- _WHAT THE TASK REQUIRES_: Set out every line of the records below as a Markdown table with two columns, No. and Line, numbering each row and leaving out blank lines.

- _SUPPLIED MATERIAL_:
★ ★ ★ ★ ★

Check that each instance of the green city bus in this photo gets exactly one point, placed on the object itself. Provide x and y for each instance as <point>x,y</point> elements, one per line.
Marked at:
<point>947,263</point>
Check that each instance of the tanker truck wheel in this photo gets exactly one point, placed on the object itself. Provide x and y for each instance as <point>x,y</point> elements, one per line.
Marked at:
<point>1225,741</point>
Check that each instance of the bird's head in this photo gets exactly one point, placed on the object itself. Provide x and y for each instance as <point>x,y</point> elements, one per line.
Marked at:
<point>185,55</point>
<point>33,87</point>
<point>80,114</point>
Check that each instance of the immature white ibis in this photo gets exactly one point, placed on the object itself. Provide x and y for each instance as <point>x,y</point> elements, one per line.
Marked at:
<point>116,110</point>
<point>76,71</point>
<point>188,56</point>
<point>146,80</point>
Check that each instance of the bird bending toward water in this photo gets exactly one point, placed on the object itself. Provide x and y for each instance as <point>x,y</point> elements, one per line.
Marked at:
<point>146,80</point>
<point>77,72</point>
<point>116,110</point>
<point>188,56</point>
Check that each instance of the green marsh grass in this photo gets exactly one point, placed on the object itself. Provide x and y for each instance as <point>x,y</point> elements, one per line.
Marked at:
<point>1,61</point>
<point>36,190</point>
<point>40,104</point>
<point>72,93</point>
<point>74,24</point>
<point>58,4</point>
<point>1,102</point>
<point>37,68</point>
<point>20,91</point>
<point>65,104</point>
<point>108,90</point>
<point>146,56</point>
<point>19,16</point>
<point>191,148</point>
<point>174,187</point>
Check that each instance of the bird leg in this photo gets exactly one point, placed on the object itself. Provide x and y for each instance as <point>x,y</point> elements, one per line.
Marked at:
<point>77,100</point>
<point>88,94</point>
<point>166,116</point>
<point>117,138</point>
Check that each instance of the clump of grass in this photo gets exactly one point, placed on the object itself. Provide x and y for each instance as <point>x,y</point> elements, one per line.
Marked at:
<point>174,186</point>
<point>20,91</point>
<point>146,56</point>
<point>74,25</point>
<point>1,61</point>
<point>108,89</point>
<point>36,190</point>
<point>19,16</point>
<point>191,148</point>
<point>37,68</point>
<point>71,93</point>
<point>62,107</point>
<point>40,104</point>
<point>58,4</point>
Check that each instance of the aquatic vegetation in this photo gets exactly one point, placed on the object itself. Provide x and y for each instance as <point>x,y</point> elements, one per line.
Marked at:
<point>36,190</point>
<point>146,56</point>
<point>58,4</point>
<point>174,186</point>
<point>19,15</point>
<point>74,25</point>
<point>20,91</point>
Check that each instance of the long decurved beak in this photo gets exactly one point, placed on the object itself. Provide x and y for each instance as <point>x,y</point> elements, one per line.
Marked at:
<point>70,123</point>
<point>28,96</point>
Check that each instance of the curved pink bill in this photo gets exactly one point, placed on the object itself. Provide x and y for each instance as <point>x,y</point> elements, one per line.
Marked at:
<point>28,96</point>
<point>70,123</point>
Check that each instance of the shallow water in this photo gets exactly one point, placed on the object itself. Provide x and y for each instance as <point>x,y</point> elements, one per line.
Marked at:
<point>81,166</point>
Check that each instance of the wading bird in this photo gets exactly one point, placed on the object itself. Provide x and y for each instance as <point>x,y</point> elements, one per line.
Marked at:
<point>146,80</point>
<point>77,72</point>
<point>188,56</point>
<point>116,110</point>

★ ★ ★ ★ ★

- _CORRECT ANSWER_:
| No. | Line |
|---|---|
| 1 | Check that each instance of the green city bus in this photo gets exactly one point, placed on the object itself. Provide x and y for each instance as <point>x,y</point> elements, one per line. |
| 2 | Marked at: |
| 3 | <point>947,263</point> |
| 4 | Check that each instance of the tanker truck wheel in this photo gets exactly one point, placed on the object itself. Provide x and y for each instance as <point>x,y</point> elements, one per line. |
| 5 | Marked at: |
| 6 | <point>1225,741</point> |
| 7 | Check that each instance of the bird's head in this photo gets exactly one point, placed on the object itself. Provide x and y for each instance as <point>x,y</point> elements, one per line. |
| 8 | Marked at: |
| 9 | <point>185,55</point> |
| 10 | <point>33,87</point> |
| 11 | <point>80,114</point> |
| 12 | Check that each instance of the immature white ibis in this photo gets exactly one point, placed on the object itself. Provide x and y for each instance as <point>x,y</point> elements, one per line. |
| 13 | Marked at: |
| 14 | <point>116,110</point> |
| 15 | <point>76,71</point> |
| 16 | <point>188,56</point> |
| 17 | <point>146,80</point> |
| 18 | Check that each instance of the bird bending toward water in this photo gets exactly one point, placed on the object itself. Provide x and y for each instance as <point>x,y</point> elements, one per line. |
| 19 | Marked at: |
| 20 | <point>146,80</point> |
| 21 | <point>77,72</point> |
| 22 | <point>116,110</point> |
| 23 | <point>188,56</point> |
| 24 | Check that each instance of the green marsh grass in this photo gets exactly one point, placed on the object itself. Provide x and y for each instance as <point>x,y</point> elements, one per line. |
| 25 | Marked at: |
| 26 | <point>1,61</point> |
| 27 | <point>36,190</point> |
| 28 | <point>40,104</point> |
| 29 | <point>72,93</point> |
| 30 | <point>74,24</point> |
| 31 | <point>58,4</point> |
| 32 | <point>1,102</point> |
| 33 | <point>37,68</point> |
| 34 | <point>20,91</point> |
| 35 | <point>65,104</point> |
| 36 | <point>108,90</point> |
| 37 | <point>146,56</point> |
| 38 | <point>19,16</point> |
| 39 | <point>191,148</point> |
| 40 | <point>174,187</point> |
| 41 | Check that each instance of the bird leg in this photo gets exactly one point, placed on the object itself. Provide x and y for each instance as <point>x,y</point> elements, one per line. |
| 42 | Marked at: |
| 43 | <point>77,100</point> |
| 44 | <point>88,94</point> |
| 45 | <point>166,116</point> |
| 46 | <point>117,138</point> |
| 47 | Check that each instance of the clump of grass in this photo gets exactly one point, placed on the object itself. Provide x and y for each instance as <point>x,y</point> elements, one per line. |
| 48 | Marked at: |
| 49 | <point>174,186</point> |
| 50 | <point>20,91</point> |
| 51 | <point>146,56</point> |
| 52 | <point>74,25</point> |
| 53 | <point>1,61</point> |
| 54 | <point>108,89</point> |
| 55 | <point>36,190</point> |
| 56 | <point>19,16</point> |
| 57 | <point>191,148</point> |
| 58 | <point>37,68</point> |
| 59 | <point>71,93</point> |
| 60 | <point>62,107</point> |
| 61 | <point>40,104</point> |
| 62 | <point>58,4</point> |
| 63 | Check that each instance of the aquatic vegetation in this photo gets exactly one point, placed on the object itself. Provide x and y for each instance as <point>x,y</point> elements, one per line. |
| 64 | Marked at: |
| 65 | <point>36,190</point> |
| 66 | <point>146,56</point> |
| 67 | <point>58,4</point> |
| 68 | <point>174,186</point> |
| 69 | <point>19,15</point> |
| 70 | <point>74,25</point> |
| 71 | <point>20,91</point> |
| 72 | Check that each instance of the long decurved beak in this photo gets exactly one point, placed on the object itself. Provide x and y for each instance as <point>x,y</point> elements, one per line. |
| 73 | Marked at: |
| 74 | <point>70,123</point> |
| 75 | <point>28,96</point> |
| 76 | Check that each instance of the curved pink bill in this photo gets exactly one point, placed on the object itself. Provide x and y for each instance as <point>x,y</point> elements, one per line. |
| 77 | Marked at: |
| 78 | <point>28,96</point> |
| 79 | <point>70,123</point> |
| 80 | Check that each instance of the shallow water in this photo gets exactly one point, placed on the object itself. Provide x and y for each instance as <point>x,y</point> elements, one per line. |
| 81 | Marked at: |
| 82 | <point>81,166</point> |
| 83 | Check that each instance of the wading bird in this photo gets exactly one point, placed on the object itself. Provide x and y for each instance as <point>x,y</point> elements, one per line. |
| 84 | Marked at: |
| 85 | <point>146,80</point> |
| 86 | <point>77,72</point> |
| 87 | <point>188,56</point> |
| 88 | <point>116,110</point> |